Testo dell'esercizio:
L’incubo però non era ancora finito: “E’ cominciata l’attesa dei progressivi miglioramenti, l’ansia di cogliere ogni piccolo passo in avanti, la speranza che il tempo necessario a dissipare i timori scorresse rapido. Abbiamo spiegato la situazione a Lorenzo, abbiamo parlato a lungo e pazientemente con Matteo per renderlo consapevole che era successo qualcosa di molto importante, ma che non doveva avere paura perché sarebbe tornato come prima. In quelle settimane sono stato sfiorato dall’idea di abbandonare il calcio, avevo completamente accantonato l’obbligo di pensare al mio lavoro. Proprio non ci riuscivo. Mi ha aiutato mia moglie Martina, con la sua determinazione, un’energia che sfiora la testardaggine. Lei mi ha convinto a sposarla, nonostante il nostro amore non fosse stato un colpo di fulmine, lei mi ha dato stabilità, sempre lei mi ha tirato fuori dal pozzo dopo ogni caduta, come quando mi sono trovato, da innocente, sbattuto nell’inchiesta sul calcio scommesse. Martina mi ha insegnato a essere fiero di me stesso nel bene e nel male. E ho capito che nel dolore tutte le famiglie si assomigliano. I privilegi si azzerano nella sventura, se vuoi riemergere devi lottare”.

Dati forniti:
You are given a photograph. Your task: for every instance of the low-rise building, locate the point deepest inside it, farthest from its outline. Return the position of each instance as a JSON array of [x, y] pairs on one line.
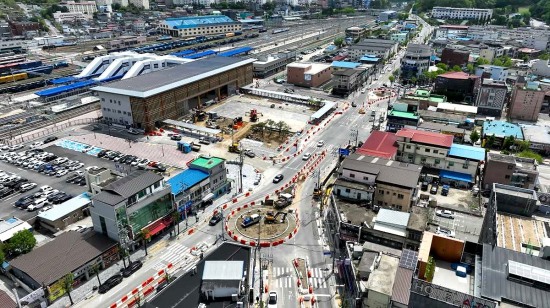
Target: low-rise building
[[140, 200], [492, 97], [311, 75], [458, 86], [374, 180], [510, 170], [526, 100]]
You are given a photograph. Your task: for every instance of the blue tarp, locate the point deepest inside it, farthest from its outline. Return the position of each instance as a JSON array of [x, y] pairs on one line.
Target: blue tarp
[[457, 176], [236, 51], [186, 179], [200, 54]]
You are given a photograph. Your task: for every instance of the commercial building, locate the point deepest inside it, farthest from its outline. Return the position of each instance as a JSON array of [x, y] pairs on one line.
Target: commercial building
[[311, 75], [140, 200], [378, 181], [199, 25], [510, 170], [145, 101], [492, 97], [70, 252], [458, 86], [416, 60], [373, 47], [266, 66], [66, 213], [439, 12], [84, 7], [379, 144], [526, 100]]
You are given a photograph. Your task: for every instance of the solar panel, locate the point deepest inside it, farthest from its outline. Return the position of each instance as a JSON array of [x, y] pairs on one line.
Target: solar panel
[[529, 272], [408, 260]]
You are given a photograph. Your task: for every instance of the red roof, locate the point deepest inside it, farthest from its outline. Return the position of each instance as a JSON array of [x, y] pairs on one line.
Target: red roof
[[379, 144], [420, 136]]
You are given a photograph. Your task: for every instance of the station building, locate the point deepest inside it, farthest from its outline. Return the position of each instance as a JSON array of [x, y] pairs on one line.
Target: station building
[[145, 101]]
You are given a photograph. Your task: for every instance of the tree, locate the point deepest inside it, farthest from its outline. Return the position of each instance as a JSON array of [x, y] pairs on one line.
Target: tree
[[144, 235], [339, 42], [67, 285], [21, 242], [474, 136]]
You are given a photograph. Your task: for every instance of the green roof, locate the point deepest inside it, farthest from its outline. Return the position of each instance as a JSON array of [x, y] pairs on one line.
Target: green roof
[[403, 114], [207, 162]]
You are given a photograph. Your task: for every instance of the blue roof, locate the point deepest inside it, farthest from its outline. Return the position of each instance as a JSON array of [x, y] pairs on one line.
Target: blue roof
[[186, 179], [197, 21], [502, 129], [236, 51], [66, 208], [452, 175], [200, 54], [369, 58], [467, 151], [345, 64]]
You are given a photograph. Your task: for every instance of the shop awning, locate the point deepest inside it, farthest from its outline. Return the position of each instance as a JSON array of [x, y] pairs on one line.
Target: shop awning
[[457, 176]]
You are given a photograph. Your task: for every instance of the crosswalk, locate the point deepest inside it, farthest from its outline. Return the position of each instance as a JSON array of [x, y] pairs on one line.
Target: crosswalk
[[285, 278], [175, 254]]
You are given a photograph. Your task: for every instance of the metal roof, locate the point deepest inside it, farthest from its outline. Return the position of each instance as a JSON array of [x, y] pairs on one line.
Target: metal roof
[[223, 270], [67, 252], [467, 151], [66, 208], [496, 285], [171, 78], [127, 186], [186, 179]]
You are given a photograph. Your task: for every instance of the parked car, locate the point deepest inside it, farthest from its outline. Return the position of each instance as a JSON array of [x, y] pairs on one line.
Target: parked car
[[110, 283], [445, 214], [132, 268]]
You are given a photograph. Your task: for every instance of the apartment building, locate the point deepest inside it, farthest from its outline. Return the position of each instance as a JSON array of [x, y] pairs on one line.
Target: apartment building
[[492, 97], [526, 101], [509, 170], [439, 12]]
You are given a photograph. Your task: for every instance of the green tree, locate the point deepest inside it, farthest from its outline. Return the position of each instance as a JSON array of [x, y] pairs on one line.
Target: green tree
[[21, 242], [474, 136], [67, 285], [339, 42]]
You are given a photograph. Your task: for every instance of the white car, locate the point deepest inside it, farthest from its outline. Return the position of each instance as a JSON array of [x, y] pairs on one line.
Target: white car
[[445, 214]]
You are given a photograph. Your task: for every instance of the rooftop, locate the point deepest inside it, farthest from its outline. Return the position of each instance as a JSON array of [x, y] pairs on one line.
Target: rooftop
[[467, 151], [197, 21], [502, 129], [388, 171], [164, 80], [207, 162], [186, 179], [404, 114], [67, 252], [382, 279], [184, 291], [379, 144], [66, 208], [425, 137], [127, 186], [496, 285]]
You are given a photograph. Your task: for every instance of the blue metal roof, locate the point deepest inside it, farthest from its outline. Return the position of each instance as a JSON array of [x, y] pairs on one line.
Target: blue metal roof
[[66, 208], [197, 21], [236, 51], [200, 54], [186, 179], [467, 151], [345, 64], [502, 129], [65, 88], [457, 176]]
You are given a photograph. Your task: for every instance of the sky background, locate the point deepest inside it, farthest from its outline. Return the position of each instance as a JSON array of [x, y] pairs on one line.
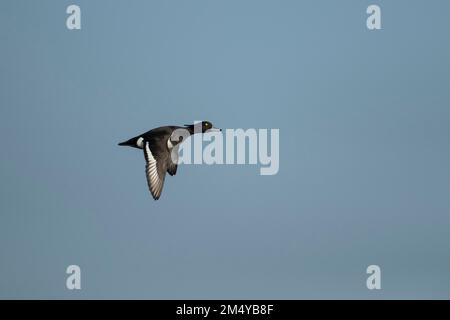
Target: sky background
[[364, 149]]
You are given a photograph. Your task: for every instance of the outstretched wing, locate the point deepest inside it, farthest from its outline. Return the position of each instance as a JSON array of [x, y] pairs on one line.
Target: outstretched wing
[[172, 163], [155, 169]]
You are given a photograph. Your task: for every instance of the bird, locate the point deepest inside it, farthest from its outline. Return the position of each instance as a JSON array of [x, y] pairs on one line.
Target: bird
[[160, 146]]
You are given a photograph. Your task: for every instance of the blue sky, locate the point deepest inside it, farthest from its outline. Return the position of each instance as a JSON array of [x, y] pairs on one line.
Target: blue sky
[[364, 159]]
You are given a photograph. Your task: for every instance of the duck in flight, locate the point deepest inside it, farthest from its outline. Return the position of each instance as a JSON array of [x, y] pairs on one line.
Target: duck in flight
[[158, 145]]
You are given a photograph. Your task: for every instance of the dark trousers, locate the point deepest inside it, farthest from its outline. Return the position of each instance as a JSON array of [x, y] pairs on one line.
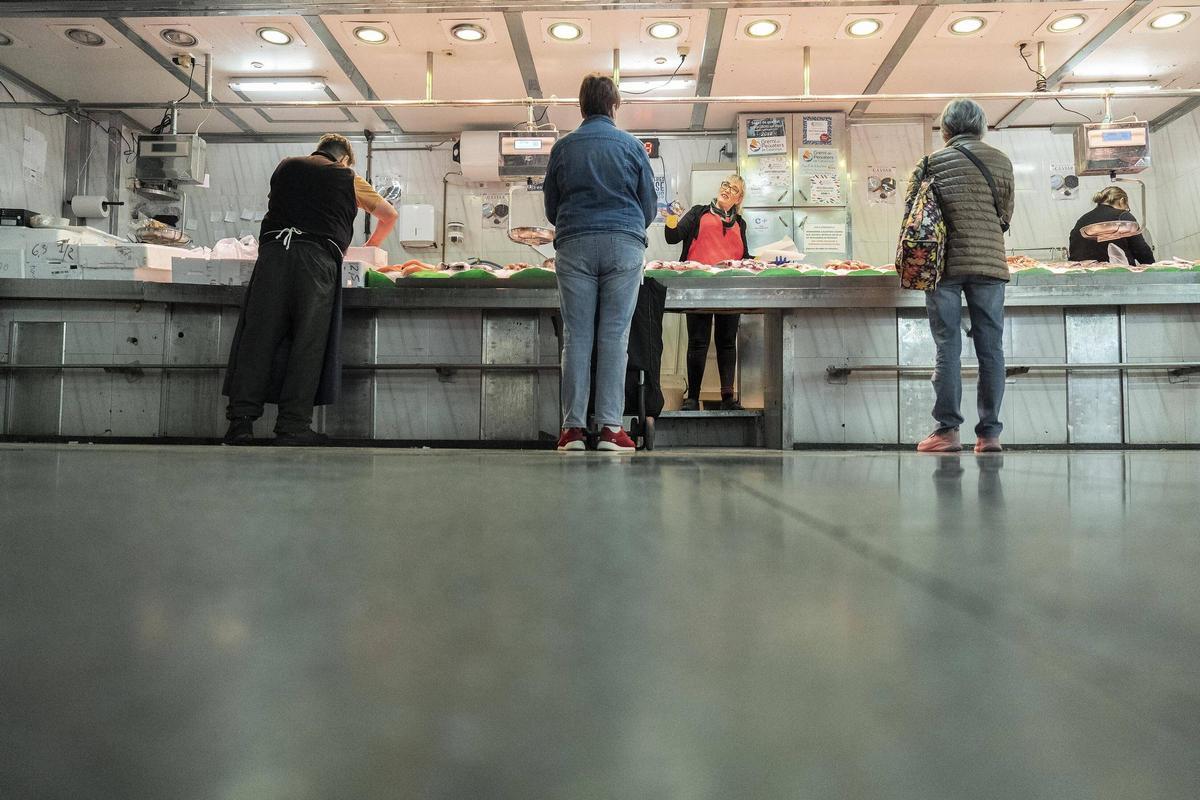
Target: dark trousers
[[289, 300], [985, 304], [700, 328]]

Consegna:
Stampa per intero il testo dell'esercizio riportato sopra, senza cambiare nulla.

Risposta finale:
L’incubo però non era ancora finito: “E’ cominciata l’attesa dei progressivi miglioramenti, l’ansia di cogliere ogni piccolo passo in avanti, la speranza che il tempo necessario a dissipare i timori scorresse rapido. Abbiamo spiegato la situazione a Lorenzo, abbiamo parlato a lungo e pazientemente con Matteo per renderlo consapevole che era successo qualcosa di molto importante, ma che non doveva avere paura perché sarebbe tornato come prima. In quelle settimane sono stato sfiorato dall’idea di abbandonare il calcio, avevo completamente accantonato l’obbligo di pensare al mio lavoro. Proprio non ci riuscivo. Mi ha aiutato mia moglie Martina, con la sua determinazione, un’energia che sfiora la testardaggine. Lei mi ha convinto a sposarla, nonostante il nostro amore non fosse stato un colpo di fulmine, lei mi ha dato stabilità, sempre lei mi ha tirato fuori dal pozzo dopo ogni caduta, come quando mi sono trovato, da innocente, sbattuto nell’inchiesta sul calcio scommesse. Martina mi ha insegnato a essere fiero di me stesso nel bene e nel male. E ho capito che nel dolore tutte le famiglie si assomigliano. I privilegi si azzerano nella sventura, se vuoi riemergere devi lottare”.